Your assignment:
Among the entries below, how many lines hold the word "planogram"? Reply with the number only.

Point-per-instance localization data
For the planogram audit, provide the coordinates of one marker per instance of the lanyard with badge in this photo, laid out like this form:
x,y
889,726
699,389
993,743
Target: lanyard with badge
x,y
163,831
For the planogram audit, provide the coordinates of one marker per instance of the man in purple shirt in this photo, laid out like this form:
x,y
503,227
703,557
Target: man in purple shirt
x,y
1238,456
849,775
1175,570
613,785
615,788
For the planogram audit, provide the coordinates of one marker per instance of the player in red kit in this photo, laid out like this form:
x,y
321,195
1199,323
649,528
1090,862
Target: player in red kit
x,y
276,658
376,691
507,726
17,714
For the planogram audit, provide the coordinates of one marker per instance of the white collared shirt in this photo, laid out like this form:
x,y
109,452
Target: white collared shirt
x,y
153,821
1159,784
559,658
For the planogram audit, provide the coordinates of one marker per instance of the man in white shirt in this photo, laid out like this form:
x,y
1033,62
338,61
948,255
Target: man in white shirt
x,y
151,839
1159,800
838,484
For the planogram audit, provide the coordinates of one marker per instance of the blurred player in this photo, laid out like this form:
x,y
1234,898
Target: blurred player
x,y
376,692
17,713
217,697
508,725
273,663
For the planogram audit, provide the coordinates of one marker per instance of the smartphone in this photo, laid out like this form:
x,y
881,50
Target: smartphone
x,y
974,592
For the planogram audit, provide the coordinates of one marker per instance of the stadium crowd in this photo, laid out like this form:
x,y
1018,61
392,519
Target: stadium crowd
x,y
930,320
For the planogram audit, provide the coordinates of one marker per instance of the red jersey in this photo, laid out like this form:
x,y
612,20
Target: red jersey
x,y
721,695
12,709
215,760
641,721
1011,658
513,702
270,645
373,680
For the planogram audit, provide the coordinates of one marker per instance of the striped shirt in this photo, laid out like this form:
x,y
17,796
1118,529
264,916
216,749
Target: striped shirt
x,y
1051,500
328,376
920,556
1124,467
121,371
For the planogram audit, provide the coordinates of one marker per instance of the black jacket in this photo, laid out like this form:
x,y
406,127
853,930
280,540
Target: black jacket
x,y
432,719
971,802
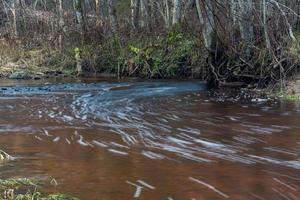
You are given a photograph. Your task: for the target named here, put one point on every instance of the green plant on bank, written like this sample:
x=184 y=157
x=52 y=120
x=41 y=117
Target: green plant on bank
x=286 y=96
x=26 y=189
x=170 y=55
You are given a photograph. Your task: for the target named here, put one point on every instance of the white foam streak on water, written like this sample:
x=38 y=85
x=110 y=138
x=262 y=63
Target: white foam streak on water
x=137 y=113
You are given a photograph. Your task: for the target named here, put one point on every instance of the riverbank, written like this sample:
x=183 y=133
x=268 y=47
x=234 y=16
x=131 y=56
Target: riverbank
x=176 y=54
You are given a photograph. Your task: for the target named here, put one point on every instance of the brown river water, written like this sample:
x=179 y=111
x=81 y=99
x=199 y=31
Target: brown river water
x=159 y=140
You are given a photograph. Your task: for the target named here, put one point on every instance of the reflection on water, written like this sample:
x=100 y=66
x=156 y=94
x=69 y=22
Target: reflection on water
x=149 y=140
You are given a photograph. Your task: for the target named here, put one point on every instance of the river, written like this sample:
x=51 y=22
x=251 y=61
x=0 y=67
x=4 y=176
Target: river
x=165 y=140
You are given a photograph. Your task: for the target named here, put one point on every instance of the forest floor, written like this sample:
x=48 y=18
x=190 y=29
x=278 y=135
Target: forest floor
x=293 y=87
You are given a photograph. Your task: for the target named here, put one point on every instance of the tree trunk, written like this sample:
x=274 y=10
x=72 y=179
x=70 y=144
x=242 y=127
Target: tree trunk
x=206 y=18
x=61 y=23
x=176 y=11
x=112 y=16
x=78 y=7
x=14 y=10
x=245 y=23
x=267 y=39
x=135 y=13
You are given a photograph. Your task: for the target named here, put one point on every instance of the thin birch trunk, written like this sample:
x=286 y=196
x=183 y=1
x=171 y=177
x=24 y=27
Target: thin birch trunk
x=206 y=18
x=15 y=15
x=112 y=16
x=176 y=11
x=267 y=39
x=78 y=7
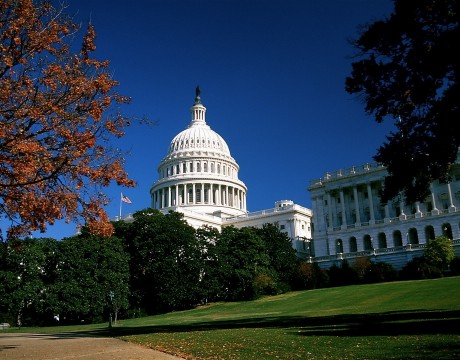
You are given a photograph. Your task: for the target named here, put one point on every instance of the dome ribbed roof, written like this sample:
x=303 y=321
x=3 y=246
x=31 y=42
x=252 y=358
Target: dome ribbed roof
x=198 y=136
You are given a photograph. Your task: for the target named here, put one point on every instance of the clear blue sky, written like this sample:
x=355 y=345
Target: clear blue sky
x=271 y=74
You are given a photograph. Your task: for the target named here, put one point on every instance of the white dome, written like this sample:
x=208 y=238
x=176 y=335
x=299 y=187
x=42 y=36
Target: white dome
x=198 y=174
x=198 y=136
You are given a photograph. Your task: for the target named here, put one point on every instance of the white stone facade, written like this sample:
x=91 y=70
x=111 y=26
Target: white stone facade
x=350 y=220
x=293 y=219
x=199 y=178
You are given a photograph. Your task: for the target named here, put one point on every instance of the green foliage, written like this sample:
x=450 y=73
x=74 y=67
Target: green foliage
x=419 y=268
x=407 y=71
x=166 y=261
x=25 y=279
x=89 y=268
x=439 y=252
x=455 y=266
x=242 y=256
x=283 y=260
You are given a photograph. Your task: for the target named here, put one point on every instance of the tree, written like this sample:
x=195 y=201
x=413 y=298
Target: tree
x=89 y=268
x=166 y=261
x=439 y=252
x=243 y=262
x=408 y=70
x=283 y=259
x=56 y=121
x=25 y=278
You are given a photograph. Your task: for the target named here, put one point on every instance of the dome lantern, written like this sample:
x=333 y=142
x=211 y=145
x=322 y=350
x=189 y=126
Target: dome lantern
x=198 y=110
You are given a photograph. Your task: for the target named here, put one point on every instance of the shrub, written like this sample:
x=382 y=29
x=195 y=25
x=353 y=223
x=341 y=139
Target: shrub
x=419 y=268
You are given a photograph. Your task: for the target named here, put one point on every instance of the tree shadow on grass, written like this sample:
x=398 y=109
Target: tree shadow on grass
x=421 y=322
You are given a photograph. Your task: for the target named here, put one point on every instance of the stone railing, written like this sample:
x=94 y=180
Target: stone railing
x=375 y=252
x=266 y=212
x=352 y=171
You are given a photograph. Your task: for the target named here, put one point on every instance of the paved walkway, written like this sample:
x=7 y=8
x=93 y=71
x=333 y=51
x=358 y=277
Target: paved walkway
x=73 y=346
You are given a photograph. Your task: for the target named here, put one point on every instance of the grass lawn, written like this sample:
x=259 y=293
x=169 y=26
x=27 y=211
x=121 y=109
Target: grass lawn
x=399 y=320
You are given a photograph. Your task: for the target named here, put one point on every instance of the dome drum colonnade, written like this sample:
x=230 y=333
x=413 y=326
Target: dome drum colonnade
x=198 y=173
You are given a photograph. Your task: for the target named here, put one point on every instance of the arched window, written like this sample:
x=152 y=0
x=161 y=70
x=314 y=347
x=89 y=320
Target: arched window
x=198 y=194
x=429 y=233
x=382 y=238
x=412 y=236
x=368 y=242
x=206 y=195
x=447 y=230
x=353 y=244
x=397 y=238
x=339 y=246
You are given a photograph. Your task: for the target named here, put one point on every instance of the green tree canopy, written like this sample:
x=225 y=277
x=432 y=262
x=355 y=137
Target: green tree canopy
x=407 y=71
x=439 y=252
x=166 y=261
x=89 y=268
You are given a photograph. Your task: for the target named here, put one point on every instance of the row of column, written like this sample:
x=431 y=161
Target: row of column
x=203 y=193
x=332 y=210
x=198 y=167
x=392 y=238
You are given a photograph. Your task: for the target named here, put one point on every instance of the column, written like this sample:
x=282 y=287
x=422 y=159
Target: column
x=418 y=213
x=371 y=204
x=357 y=209
x=344 y=215
x=452 y=206
x=402 y=216
x=329 y=210
x=154 y=197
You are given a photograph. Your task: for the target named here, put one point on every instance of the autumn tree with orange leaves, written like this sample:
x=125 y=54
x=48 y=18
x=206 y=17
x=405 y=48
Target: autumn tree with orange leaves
x=58 y=116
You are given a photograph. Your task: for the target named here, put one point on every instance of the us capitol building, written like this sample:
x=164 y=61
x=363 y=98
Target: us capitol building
x=199 y=178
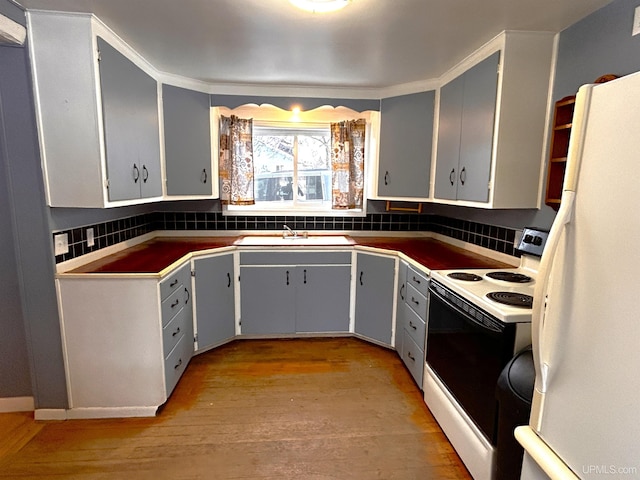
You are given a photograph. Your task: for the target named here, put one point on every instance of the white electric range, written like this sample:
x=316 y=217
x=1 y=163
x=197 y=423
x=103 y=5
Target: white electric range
x=478 y=319
x=504 y=293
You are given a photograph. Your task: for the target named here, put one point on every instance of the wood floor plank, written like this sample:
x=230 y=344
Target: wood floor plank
x=258 y=409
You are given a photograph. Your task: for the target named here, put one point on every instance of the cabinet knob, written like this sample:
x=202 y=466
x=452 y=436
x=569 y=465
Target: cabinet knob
x=463 y=175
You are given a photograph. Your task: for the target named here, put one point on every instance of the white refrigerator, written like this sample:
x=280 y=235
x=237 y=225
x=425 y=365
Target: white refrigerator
x=585 y=419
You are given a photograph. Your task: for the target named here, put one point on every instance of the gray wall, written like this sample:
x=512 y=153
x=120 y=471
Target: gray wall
x=599 y=44
x=15 y=378
x=26 y=214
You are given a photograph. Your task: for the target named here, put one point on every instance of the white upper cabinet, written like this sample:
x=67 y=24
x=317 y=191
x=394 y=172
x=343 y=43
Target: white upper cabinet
x=97 y=111
x=187 y=143
x=491 y=124
x=404 y=159
x=131 y=127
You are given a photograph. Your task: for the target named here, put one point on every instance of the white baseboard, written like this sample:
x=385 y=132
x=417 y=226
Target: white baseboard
x=472 y=447
x=115 y=412
x=16 y=404
x=50 y=414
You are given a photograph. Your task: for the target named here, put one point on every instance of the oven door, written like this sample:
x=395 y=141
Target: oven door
x=467 y=349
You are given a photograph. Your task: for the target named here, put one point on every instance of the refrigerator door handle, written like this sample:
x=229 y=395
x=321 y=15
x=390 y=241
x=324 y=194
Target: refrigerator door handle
x=539 y=304
x=540 y=453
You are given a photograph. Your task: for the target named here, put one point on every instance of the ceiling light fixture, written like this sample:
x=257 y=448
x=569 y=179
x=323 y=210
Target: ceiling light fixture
x=320 y=6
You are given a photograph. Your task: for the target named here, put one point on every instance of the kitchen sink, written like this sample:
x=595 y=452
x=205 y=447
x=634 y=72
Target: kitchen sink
x=289 y=240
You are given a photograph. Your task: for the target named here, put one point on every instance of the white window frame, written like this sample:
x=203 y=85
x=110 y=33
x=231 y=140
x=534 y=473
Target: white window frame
x=274 y=116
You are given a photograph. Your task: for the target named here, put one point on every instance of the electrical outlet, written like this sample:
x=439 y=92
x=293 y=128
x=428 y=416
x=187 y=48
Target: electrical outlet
x=61 y=244
x=90 y=239
x=636 y=22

Your response:
11